Instructions for the task:
In the listing below, reproduce word for word every line from the one containing "pixel 288 369." to the one containing "pixel 473 274", including both of those lines.

## start Given data

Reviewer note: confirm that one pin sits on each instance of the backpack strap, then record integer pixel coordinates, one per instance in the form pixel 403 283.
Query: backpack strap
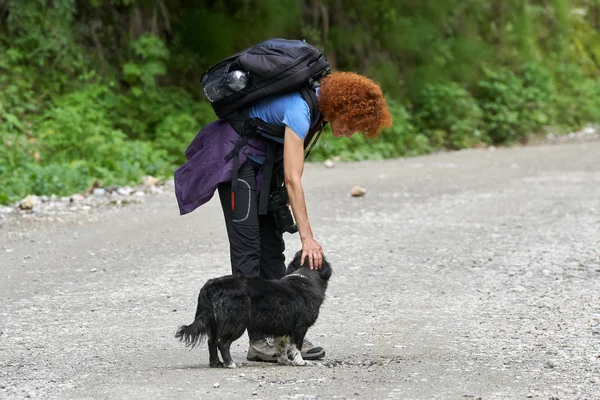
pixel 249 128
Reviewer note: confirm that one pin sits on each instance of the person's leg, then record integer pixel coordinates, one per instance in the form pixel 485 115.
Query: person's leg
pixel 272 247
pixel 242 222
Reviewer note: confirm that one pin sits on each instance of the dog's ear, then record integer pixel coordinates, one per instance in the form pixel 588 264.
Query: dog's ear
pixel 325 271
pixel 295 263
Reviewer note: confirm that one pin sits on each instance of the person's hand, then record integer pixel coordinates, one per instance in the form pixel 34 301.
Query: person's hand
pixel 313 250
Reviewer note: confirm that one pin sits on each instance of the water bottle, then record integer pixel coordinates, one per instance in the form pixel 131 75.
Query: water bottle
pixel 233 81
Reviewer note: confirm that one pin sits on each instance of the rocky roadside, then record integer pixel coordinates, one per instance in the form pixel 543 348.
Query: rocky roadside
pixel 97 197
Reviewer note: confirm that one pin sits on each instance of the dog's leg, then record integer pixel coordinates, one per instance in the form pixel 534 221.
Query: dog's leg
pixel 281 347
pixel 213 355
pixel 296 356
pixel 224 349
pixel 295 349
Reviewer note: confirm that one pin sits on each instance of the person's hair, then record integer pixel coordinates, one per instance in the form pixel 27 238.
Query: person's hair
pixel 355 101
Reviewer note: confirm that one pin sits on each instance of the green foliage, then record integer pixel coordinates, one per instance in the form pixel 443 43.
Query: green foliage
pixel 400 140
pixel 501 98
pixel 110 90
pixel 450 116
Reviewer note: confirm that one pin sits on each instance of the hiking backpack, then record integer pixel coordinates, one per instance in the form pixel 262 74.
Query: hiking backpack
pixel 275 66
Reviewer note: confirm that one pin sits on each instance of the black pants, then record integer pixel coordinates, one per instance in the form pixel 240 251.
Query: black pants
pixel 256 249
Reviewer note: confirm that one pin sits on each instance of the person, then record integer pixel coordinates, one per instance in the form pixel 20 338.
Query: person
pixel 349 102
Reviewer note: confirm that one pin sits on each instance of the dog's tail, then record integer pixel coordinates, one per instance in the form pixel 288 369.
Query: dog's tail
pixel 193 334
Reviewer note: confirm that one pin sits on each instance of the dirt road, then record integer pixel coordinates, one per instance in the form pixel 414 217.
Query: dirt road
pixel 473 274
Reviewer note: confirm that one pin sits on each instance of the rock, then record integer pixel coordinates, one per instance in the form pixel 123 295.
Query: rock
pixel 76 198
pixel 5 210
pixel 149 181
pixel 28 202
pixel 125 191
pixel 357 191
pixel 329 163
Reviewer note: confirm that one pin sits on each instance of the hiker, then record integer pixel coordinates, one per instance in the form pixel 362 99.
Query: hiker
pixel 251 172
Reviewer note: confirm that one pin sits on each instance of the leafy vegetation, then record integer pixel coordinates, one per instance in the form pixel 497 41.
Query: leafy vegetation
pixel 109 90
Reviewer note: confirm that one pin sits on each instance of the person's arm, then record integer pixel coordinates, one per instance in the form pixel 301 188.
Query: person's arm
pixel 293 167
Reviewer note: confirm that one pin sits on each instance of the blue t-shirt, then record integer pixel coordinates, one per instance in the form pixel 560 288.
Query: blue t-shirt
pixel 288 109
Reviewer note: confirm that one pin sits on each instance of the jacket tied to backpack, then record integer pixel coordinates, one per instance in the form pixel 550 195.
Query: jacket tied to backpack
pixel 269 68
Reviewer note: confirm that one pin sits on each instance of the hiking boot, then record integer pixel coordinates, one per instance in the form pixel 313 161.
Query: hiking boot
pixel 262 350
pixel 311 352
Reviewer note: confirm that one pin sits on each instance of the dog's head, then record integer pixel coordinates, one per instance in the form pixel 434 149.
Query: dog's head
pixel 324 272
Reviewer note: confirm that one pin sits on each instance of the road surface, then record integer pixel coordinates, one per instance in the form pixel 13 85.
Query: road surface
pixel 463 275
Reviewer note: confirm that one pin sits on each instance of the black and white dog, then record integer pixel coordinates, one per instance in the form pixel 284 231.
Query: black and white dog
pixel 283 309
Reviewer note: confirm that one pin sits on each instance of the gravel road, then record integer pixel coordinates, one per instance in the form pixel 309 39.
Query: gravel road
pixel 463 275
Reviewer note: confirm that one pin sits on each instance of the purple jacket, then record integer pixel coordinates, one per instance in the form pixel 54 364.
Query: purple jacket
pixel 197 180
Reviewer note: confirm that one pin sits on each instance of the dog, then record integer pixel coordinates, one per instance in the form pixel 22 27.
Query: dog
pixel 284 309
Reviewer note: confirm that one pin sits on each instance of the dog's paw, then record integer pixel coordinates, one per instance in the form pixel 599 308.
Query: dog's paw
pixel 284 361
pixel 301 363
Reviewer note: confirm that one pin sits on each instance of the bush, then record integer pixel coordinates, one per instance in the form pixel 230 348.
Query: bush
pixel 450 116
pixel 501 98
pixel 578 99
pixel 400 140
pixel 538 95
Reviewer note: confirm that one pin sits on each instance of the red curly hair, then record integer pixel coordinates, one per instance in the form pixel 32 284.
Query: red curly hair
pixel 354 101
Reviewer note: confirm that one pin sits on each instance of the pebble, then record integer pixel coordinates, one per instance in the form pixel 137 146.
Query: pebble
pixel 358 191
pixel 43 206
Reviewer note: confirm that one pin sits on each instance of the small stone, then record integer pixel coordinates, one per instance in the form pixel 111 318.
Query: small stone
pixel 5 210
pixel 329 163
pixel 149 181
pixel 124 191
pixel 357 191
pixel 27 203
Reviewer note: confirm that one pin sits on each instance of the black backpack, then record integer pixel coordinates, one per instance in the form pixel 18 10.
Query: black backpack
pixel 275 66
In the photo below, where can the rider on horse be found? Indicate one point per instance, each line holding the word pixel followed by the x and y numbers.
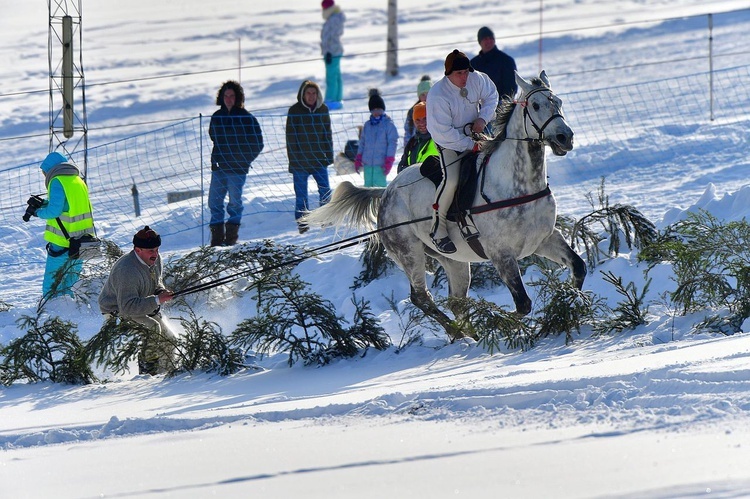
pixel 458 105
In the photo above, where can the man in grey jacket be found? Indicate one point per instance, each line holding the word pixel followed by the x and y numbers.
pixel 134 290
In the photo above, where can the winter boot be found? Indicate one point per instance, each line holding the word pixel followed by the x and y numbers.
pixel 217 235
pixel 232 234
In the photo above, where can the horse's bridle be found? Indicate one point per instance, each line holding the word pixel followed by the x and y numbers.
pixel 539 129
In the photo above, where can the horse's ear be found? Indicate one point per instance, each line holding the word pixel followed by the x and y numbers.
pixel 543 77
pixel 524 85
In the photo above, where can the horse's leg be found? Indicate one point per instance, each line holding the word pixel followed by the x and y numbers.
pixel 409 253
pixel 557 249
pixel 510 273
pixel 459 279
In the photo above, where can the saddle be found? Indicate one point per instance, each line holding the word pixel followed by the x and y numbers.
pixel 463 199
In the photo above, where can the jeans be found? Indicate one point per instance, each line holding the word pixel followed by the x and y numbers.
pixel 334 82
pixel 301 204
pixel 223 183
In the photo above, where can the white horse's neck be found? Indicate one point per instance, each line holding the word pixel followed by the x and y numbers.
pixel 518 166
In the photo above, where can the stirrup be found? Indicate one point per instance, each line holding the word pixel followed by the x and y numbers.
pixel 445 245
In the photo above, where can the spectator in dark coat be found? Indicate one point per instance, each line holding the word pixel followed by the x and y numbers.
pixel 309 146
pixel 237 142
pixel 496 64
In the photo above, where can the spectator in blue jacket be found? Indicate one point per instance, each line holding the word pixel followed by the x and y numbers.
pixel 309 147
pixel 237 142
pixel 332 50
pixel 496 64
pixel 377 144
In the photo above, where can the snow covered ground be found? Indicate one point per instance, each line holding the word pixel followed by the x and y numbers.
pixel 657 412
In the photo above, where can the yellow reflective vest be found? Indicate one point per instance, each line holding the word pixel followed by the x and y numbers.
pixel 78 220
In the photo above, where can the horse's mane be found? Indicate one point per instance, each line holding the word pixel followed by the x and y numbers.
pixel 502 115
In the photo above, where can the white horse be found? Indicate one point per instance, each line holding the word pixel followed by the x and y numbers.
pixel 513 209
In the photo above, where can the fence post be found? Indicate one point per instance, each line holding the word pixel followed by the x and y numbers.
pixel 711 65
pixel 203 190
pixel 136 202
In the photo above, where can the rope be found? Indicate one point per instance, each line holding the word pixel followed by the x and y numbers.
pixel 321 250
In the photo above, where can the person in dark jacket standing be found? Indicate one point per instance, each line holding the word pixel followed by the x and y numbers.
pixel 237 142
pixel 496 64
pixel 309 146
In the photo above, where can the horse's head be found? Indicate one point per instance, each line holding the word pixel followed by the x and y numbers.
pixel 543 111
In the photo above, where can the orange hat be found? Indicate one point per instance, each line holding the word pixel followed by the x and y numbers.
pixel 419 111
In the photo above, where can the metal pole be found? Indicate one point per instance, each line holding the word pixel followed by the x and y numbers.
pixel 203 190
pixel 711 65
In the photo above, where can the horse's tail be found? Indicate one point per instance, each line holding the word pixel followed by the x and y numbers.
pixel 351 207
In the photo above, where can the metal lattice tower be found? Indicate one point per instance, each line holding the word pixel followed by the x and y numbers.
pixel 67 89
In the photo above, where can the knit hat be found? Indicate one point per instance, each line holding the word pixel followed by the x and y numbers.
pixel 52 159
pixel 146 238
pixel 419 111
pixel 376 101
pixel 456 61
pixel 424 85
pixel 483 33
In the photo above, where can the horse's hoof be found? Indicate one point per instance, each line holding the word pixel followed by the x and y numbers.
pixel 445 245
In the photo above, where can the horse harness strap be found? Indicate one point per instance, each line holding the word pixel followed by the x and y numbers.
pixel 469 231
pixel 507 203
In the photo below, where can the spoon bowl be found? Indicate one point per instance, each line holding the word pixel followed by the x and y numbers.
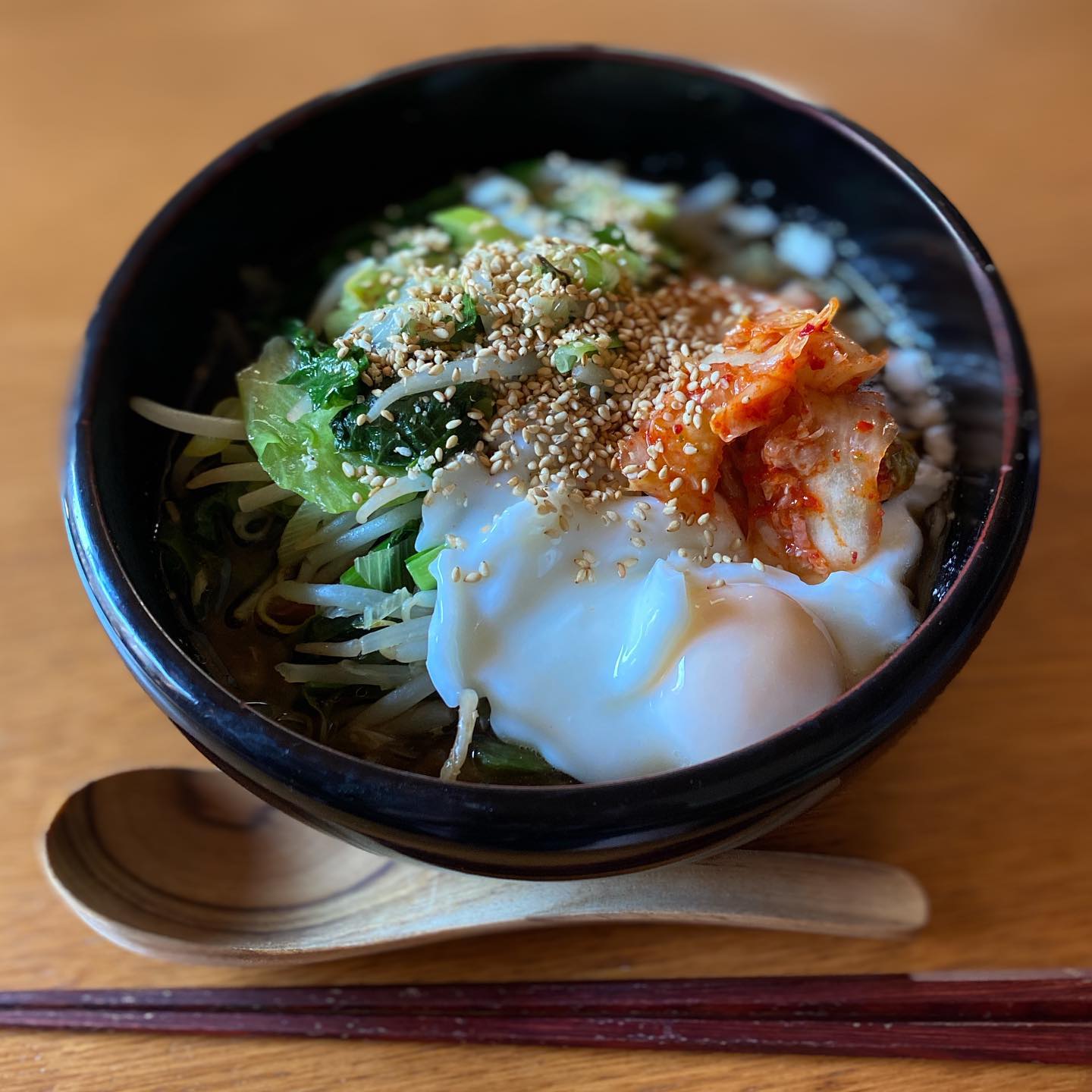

## end Given data

Output below:
Reviewer note: confirm that one pin sits on each instance of the dog's tail, then record integer pixel coordinates, one per instance in the form pixel 288 369.
Query: dog's tail
pixel 193 334
Reviewer note: confirm that one pin sits on each instance of the dirt road, then record integer pixel coordinates, one per instance in the form pixel 414 217.
Query: dirt road
pixel 473 274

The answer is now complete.